The entries are to be reproduced verbatim, and their pictures left out.

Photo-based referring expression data
########

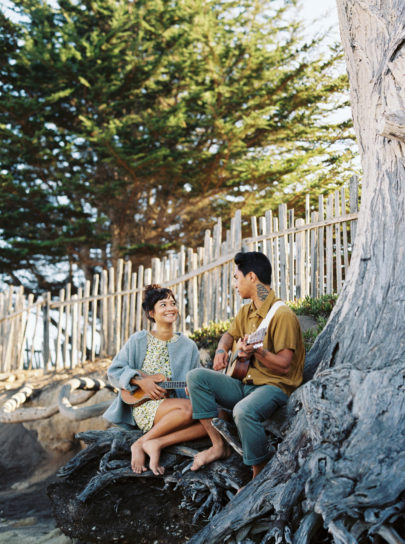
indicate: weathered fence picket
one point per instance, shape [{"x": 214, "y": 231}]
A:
[{"x": 310, "y": 256}]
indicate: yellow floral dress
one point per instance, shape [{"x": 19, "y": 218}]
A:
[{"x": 156, "y": 362}]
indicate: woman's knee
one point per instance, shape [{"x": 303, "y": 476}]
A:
[{"x": 195, "y": 377}]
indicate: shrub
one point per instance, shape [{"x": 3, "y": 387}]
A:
[
  {"x": 208, "y": 336},
  {"x": 320, "y": 308}
]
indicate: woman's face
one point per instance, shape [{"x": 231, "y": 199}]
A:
[{"x": 165, "y": 311}]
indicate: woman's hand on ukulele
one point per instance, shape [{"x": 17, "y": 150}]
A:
[
  {"x": 151, "y": 388},
  {"x": 220, "y": 359}
]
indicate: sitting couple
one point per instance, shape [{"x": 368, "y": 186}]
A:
[{"x": 274, "y": 371}]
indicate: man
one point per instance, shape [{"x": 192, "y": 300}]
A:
[{"x": 275, "y": 369}]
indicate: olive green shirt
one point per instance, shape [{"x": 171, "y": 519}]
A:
[{"x": 284, "y": 332}]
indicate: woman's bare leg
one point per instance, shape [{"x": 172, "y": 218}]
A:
[
  {"x": 154, "y": 446},
  {"x": 172, "y": 416}
]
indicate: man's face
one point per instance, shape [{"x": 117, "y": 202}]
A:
[{"x": 242, "y": 284}]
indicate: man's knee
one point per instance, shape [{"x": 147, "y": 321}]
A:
[
  {"x": 195, "y": 377},
  {"x": 241, "y": 413}
]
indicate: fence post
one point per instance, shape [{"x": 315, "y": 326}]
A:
[
  {"x": 47, "y": 322},
  {"x": 353, "y": 200}
]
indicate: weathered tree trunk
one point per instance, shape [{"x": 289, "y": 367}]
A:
[{"x": 341, "y": 464}]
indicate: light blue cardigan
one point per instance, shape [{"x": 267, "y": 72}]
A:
[{"x": 183, "y": 356}]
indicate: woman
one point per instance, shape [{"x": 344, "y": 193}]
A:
[{"x": 164, "y": 421}]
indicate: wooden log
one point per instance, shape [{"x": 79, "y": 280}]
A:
[{"x": 86, "y": 412}]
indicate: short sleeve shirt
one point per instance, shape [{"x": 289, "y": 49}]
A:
[{"x": 284, "y": 332}]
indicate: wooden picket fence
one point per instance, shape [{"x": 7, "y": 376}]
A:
[{"x": 309, "y": 255}]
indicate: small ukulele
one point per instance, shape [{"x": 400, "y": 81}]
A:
[
  {"x": 138, "y": 397},
  {"x": 238, "y": 366}
]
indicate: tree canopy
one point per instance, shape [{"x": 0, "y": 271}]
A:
[{"x": 128, "y": 126}]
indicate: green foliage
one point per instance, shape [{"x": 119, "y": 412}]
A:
[
  {"x": 319, "y": 308},
  {"x": 138, "y": 122},
  {"x": 208, "y": 336}
]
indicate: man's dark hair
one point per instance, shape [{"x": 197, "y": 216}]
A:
[{"x": 254, "y": 261}]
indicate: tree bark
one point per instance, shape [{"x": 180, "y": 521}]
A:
[{"x": 340, "y": 466}]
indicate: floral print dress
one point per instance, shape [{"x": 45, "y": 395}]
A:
[{"x": 156, "y": 362}]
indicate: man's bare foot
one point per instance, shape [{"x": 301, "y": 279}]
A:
[
  {"x": 153, "y": 449},
  {"x": 138, "y": 458},
  {"x": 220, "y": 451}
]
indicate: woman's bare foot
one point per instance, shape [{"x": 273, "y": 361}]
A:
[
  {"x": 258, "y": 468},
  {"x": 138, "y": 458},
  {"x": 220, "y": 451},
  {"x": 153, "y": 449}
]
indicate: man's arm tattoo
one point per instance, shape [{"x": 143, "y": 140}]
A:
[{"x": 262, "y": 292}]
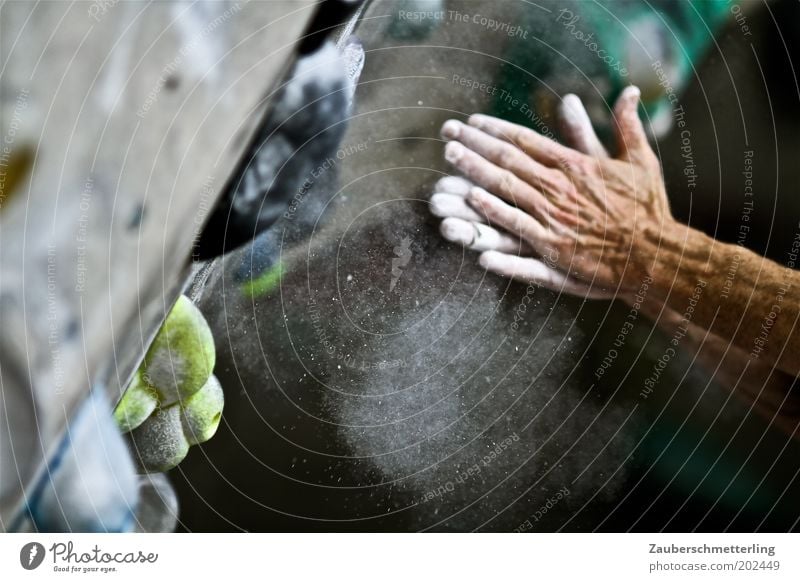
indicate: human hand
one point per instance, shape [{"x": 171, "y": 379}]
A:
[{"x": 581, "y": 212}]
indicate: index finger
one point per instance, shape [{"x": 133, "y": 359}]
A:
[{"x": 537, "y": 146}]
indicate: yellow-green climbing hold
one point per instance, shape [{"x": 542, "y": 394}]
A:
[
  {"x": 201, "y": 412},
  {"x": 138, "y": 402},
  {"x": 182, "y": 356}
]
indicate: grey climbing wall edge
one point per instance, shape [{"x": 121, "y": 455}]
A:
[{"x": 137, "y": 113}]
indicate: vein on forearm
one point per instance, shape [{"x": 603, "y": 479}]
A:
[{"x": 736, "y": 294}]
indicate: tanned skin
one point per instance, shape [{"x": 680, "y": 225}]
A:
[{"x": 599, "y": 226}]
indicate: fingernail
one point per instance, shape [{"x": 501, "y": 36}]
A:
[
  {"x": 453, "y": 152},
  {"x": 633, "y": 92},
  {"x": 451, "y": 129},
  {"x": 478, "y": 120},
  {"x": 477, "y": 198}
]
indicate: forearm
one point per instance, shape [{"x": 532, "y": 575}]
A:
[
  {"x": 768, "y": 390},
  {"x": 743, "y": 298}
]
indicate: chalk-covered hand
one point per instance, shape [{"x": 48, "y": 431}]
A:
[{"x": 582, "y": 212}]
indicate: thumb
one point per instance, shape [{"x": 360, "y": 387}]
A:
[{"x": 631, "y": 137}]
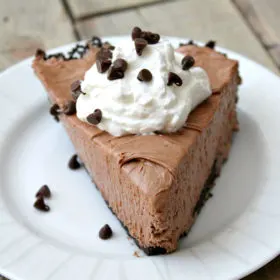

########

> _Your solution_:
indicate: weathered fence picket
one point per instance, shape [{"x": 214, "y": 231}]
A:
[{"x": 310, "y": 256}]
indicate: yellow floral dress
one point per instance, shape [{"x": 19, "y": 218}]
A:
[{"x": 156, "y": 362}]
indicate: woman's knee
one point per instance, shape [{"x": 303, "y": 476}]
A:
[{"x": 195, "y": 377}]
indicate: shrub
one point per instance, shape [{"x": 3, "y": 387}]
A:
[
  {"x": 208, "y": 336},
  {"x": 320, "y": 308}
]
indicate: woman's face
one point per instance, shape [{"x": 231, "y": 199}]
A:
[{"x": 165, "y": 311}]
indicate: woman's hand on ukulele
one point per instance, shape [{"x": 17, "y": 150}]
A:
[
  {"x": 151, "y": 388},
  {"x": 220, "y": 359}
]
indicate: sitting couple
one point per instance, shape [{"x": 368, "y": 186}]
A:
[{"x": 274, "y": 371}]
indicate: man
one point per instance, shape [{"x": 192, "y": 300}]
A:
[{"x": 275, "y": 369}]
indicate: olive green shirt
one point per instance, shape [{"x": 171, "y": 519}]
A:
[{"x": 284, "y": 332}]
indicate: woman's bare leg
one point per instance, shape [{"x": 172, "y": 218}]
A:
[
  {"x": 154, "y": 446},
  {"x": 172, "y": 416}
]
indicate: man's face
one point per instance, shape [{"x": 117, "y": 202}]
A:
[{"x": 242, "y": 284}]
indicate: man's knee
one point per instance, shape [{"x": 147, "y": 321}]
A:
[
  {"x": 195, "y": 377},
  {"x": 241, "y": 413}
]
indicate: fence post
one point per instance, shape [{"x": 315, "y": 326}]
A:
[
  {"x": 47, "y": 322},
  {"x": 353, "y": 200}
]
indicate: weathered tree trunk
one point per instance, shape [{"x": 289, "y": 367}]
A:
[{"x": 341, "y": 464}]
indicate: light blue cardigan
one point per instance, shape [{"x": 267, "y": 72}]
A:
[{"x": 183, "y": 356}]
indicate: woman
one point per instance, shape [{"x": 344, "y": 193}]
A:
[{"x": 164, "y": 421}]
indicate: wooden log
one point per instance, shape [{"x": 79, "y": 280}]
A:
[{"x": 86, "y": 412}]
indicate: short sleeve shirt
one point per instance, shape [{"x": 289, "y": 49}]
A:
[{"x": 284, "y": 332}]
indicate: wooden picket fence
one point per instance, shape [{"x": 7, "y": 376}]
A:
[{"x": 309, "y": 255}]
indicate: small ukulele
one point per instance, shape [{"x": 400, "y": 81}]
A:
[
  {"x": 138, "y": 397},
  {"x": 238, "y": 366}
]
indicate: tree canopy
one point per instance, shape [{"x": 0, "y": 271}]
A:
[{"x": 128, "y": 126}]
indicate: green foliage
one point per instance, shape [{"x": 119, "y": 412}]
A:
[
  {"x": 319, "y": 308},
  {"x": 138, "y": 122},
  {"x": 208, "y": 336}
]
indicate: man's dark hair
one point per instance, shape [{"x": 197, "y": 216}]
A:
[{"x": 254, "y": 261}]
indicate: tree bark
one point per instance, shape [{"x": 180, "y": 521}]
A:
[{"x": 340, "y": 466}]
indicate: floral print dress
one point per instance, shape [{"x": 45, "y": 395}]
A:
[{"x": 156, "y": 362}]
indicate: man's bare foot
one point per instance, shape [{"x": 301, "y": 279}]
A:
[
  {"x": 153, "y": 449},
  {"x": 138, "y": 458},
  {"x": 220, "y": 451}
]
indicate: woman's bare foot
one point per instance, shape [{"x": 273, "y": 361}]
A:
[
  {"x": 258, "y": 468},
  {"x": 138, "y": 458},
  {"x": 220, "y": 451},
  {"x": 153, "y": 449}
]
indicate: man's arm tattoo
one point per instance, shape [{"x": 143, "y": 140}]
A:
[{"x": 262, "y": 292}]
indicate: human hand
one point per instance, shape [{"x": 171, "y": 379}]
A:
[{"x": 581, "y": 212}]
indicate: index finger
one point per instance, shape [{"x": 133, "y": 359}]
A:
[{"x": 537, "y": 146}]
indicate: yellow-green climbing hold
one point per instance, shape [{"x": 542, "y": 394}]
A:
[
  {"x": 201, "y": 412},
  {"x": 138, "y": 402},
  {"x": 182, "y": 356}
]
indicate: grey climbing wall edge
one point per instance, shape [{"x": 121, "y": 455}]
A:
[{"x": 137, "y": 113}]
indicate: vein on forearm
one point per instance, shape [{"x": 603, "y": 479}]
A:
[{"x": 736, "y": 294}]
indicate: tanned skin
one point per instance, shape [{"x": 680, "y": 225}]
A:
[{"x": 599, "y": 226}]
indicate: fingernail
one point per instance, shape [{"x": 501, "y": 36}]
A:
[
  {"x": 453, "y": 152},
  {"x": 633, "y": 92},
  {"x": 451, "y": 129},
  {"x": 478, "y": 120},
  {"x": 477, "y": 198}
]
indicate: forearm
one point per instance, shape [{"x": 532, "y": 575}]
A:
[
  {"x": 768, "y": 390},
  {"x": 743, "y": 298}
]
indicate: chalk-covered hand
one point per instance, shape [{"x": 48, "y": 431}]
A:
[{"x": 582, "y": 212}]
indicate: thumb
one point per instance, shape [{"x": 360, "y": 387}]
A:
[{"x": 631, "y": 137}]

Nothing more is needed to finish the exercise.